- Exercise instructions:
Locate each line in the items below that contains the word "spaces", and copy those lines.

------------------------------------

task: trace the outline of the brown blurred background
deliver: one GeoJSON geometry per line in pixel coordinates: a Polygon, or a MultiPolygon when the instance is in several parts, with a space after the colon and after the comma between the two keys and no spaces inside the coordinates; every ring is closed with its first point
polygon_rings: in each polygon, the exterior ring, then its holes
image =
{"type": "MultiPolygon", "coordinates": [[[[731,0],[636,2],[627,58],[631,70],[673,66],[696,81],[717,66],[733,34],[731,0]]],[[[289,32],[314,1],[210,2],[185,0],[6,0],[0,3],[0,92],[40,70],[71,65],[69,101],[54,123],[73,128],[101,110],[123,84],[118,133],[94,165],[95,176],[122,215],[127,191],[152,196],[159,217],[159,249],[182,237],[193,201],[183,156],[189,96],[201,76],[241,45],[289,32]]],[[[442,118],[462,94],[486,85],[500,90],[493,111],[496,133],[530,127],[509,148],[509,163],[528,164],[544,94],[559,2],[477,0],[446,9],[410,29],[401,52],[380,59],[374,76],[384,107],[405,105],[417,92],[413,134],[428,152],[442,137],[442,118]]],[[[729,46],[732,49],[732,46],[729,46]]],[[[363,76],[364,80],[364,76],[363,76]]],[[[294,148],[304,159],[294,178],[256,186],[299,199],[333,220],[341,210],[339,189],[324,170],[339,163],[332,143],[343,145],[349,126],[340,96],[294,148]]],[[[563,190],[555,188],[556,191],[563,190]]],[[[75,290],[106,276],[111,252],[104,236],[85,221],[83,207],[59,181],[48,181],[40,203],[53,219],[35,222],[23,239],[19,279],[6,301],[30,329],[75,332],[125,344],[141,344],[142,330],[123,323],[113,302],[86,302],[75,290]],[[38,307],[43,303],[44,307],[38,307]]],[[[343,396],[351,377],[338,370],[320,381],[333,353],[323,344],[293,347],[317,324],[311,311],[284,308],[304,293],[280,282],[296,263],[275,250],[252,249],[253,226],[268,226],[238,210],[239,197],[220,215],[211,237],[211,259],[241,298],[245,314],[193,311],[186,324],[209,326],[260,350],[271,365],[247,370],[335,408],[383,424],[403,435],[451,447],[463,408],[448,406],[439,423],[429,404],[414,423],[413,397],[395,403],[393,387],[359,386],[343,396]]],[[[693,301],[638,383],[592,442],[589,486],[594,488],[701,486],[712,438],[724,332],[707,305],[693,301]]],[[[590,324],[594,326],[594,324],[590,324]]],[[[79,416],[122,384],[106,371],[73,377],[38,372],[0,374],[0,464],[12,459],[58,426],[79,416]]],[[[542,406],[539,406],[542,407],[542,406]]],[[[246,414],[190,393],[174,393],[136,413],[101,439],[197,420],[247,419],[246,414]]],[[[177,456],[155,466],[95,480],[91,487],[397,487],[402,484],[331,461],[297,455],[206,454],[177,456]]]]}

------------------------------------

- Result:
deliver: one GeoJSON geometry per line in pixel coordinates: a Polygon, or a MultiPolygon when the instance is in several parts, with a space after the colon and after the comma between the two keys and no spaces inside the coordinates; every ring is closed with its first point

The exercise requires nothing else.